Your objective: Starting at the line that contains "Could you point to the leaning", copy every line through the end of the listing below exactly, and copy nothing else.
━━━ Input material ━━━
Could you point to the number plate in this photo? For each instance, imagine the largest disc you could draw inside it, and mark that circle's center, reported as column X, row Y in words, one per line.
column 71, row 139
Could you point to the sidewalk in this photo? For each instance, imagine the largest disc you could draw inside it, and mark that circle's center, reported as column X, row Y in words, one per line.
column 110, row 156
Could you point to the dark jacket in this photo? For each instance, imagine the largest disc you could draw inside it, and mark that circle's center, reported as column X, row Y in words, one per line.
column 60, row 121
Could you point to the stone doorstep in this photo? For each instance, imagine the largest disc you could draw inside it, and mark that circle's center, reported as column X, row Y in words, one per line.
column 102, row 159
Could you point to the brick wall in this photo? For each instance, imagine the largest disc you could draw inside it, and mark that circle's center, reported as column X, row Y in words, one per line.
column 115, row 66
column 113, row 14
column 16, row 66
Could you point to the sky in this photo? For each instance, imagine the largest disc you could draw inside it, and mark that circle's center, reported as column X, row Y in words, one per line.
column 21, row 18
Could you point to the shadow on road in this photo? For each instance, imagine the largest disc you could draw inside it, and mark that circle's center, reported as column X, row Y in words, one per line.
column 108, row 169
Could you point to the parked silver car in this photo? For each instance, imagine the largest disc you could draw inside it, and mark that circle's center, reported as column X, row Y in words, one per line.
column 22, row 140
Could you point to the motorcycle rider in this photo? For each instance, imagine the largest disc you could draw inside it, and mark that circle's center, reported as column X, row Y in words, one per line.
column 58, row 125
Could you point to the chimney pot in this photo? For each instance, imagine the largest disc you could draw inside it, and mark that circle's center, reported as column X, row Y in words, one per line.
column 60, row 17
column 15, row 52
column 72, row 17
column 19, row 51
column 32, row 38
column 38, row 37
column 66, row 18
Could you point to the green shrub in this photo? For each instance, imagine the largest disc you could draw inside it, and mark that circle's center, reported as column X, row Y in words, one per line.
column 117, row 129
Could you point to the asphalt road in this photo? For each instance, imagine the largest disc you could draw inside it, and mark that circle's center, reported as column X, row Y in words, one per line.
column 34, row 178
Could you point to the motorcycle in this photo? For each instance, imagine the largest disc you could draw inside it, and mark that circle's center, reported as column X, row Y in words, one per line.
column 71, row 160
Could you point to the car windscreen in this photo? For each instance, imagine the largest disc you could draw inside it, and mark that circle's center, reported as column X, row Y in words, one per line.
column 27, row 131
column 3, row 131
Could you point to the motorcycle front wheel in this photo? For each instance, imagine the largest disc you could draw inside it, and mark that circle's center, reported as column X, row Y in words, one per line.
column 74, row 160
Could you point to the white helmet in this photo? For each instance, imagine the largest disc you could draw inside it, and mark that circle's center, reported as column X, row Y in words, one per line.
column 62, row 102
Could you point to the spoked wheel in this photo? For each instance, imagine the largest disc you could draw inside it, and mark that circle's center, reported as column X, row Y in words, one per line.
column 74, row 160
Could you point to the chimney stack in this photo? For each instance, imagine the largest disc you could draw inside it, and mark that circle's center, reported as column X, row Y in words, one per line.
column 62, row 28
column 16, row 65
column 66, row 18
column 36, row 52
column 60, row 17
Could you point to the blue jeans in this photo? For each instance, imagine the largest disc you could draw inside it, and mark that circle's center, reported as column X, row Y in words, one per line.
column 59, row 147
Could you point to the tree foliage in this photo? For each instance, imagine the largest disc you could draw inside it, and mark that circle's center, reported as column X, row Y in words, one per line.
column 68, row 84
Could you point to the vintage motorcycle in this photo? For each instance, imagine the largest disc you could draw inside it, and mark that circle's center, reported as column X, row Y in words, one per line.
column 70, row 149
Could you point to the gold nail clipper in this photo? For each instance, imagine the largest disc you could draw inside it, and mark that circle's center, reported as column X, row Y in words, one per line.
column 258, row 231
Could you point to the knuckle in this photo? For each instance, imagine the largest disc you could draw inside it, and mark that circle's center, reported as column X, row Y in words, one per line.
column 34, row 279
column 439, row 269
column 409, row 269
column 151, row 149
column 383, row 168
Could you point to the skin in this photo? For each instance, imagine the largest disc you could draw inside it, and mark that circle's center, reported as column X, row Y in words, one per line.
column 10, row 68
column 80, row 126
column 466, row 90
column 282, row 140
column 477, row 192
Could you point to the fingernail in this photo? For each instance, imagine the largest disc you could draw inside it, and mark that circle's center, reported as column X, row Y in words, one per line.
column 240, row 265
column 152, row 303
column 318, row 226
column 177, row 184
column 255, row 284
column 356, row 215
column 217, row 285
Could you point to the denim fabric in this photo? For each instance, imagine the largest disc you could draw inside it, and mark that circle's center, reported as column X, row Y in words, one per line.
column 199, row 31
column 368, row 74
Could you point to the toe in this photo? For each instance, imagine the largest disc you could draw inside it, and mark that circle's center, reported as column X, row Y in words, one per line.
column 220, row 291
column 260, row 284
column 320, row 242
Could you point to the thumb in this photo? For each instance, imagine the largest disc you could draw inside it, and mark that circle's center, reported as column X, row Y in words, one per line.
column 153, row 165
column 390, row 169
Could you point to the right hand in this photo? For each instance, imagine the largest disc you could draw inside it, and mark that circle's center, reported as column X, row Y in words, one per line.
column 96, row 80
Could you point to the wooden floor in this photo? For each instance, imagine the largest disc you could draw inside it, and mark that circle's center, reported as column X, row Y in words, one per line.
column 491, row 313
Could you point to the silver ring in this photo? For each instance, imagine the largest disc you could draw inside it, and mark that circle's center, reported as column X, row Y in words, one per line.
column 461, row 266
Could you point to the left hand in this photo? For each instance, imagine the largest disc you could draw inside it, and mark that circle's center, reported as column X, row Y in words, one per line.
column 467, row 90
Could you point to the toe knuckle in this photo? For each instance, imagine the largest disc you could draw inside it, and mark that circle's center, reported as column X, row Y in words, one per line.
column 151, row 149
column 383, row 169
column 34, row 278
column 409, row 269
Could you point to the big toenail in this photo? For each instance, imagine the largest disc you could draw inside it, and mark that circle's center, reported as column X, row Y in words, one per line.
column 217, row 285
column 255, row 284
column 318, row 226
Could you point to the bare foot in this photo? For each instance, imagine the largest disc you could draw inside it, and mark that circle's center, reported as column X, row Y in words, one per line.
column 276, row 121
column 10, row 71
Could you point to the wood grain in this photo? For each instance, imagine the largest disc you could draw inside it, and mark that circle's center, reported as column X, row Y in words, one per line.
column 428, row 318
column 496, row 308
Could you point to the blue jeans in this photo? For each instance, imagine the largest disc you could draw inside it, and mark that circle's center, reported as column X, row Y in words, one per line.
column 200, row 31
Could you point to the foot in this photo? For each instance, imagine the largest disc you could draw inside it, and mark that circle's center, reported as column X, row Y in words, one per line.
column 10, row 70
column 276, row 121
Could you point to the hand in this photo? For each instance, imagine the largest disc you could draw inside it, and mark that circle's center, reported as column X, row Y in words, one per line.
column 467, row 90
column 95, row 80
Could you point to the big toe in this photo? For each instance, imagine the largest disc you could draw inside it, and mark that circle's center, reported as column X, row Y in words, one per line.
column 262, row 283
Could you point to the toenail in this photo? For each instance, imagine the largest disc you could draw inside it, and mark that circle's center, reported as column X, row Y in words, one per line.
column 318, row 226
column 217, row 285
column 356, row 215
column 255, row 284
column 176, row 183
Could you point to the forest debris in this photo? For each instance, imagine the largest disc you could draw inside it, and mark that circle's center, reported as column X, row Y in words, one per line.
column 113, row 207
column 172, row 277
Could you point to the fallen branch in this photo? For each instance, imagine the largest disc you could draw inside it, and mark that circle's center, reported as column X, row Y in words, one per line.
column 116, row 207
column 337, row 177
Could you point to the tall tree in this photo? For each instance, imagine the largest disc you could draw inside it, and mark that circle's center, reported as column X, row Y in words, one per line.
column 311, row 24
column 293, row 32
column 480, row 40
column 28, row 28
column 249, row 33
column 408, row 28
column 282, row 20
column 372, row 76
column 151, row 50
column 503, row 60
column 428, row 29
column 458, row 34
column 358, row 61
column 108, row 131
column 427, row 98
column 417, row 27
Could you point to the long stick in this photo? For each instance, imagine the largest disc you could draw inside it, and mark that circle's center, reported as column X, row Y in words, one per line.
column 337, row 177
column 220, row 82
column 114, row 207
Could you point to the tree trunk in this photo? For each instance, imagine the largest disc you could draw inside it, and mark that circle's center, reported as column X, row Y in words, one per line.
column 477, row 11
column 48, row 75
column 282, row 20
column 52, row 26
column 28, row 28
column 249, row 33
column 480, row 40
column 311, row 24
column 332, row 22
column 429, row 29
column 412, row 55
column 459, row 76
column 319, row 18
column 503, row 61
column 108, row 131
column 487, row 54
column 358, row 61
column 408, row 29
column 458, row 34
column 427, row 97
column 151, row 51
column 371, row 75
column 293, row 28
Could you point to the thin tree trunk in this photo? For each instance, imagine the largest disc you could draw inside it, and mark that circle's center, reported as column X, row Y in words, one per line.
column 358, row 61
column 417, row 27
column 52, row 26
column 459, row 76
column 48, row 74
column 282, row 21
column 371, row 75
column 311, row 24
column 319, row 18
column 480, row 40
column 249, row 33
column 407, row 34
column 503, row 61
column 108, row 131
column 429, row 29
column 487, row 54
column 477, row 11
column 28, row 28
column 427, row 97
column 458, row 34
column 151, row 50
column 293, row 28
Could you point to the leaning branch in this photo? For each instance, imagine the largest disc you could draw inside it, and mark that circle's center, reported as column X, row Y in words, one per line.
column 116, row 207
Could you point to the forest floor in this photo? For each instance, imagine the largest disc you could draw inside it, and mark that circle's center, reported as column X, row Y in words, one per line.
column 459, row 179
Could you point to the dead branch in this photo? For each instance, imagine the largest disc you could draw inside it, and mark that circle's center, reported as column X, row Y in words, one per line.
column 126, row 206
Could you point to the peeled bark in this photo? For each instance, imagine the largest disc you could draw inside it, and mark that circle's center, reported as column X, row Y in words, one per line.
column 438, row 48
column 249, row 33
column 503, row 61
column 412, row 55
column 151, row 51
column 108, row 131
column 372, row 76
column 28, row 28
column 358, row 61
━━━
Exercise answer:
Could you point to the leaning branch in this photo? For each instance, imagine the largest disc you could draw inside it, and mark that circle's center, reported as column X, row Y in words, one per line.
column 116, row 207
Could you point to the forest floor in this photo? For each instance, imagine the largest disc you could draw inside it, and mark that circle's center, reported as column X, row Y in words, one per line.
column 459, row 179
Could you point to the dead branch in this photo? For each instance, imagine the largest disc you could draw inside it, and mark that circle's center, reported as column X, row Y in words, one per line.
column 126, row 206
Could you point to the peeled bark in this photo? For each instance, imagine the largest disc you could draw inside it, and mark that circle's center, reported as column X, row Y in words, one per line.
column 438, row 48
column 249, row 33
column 503, row 61
column 412, row 55
column 151, row 51
column 108, row 131
column 372, row 76
column 28, row 28
column 358, row 61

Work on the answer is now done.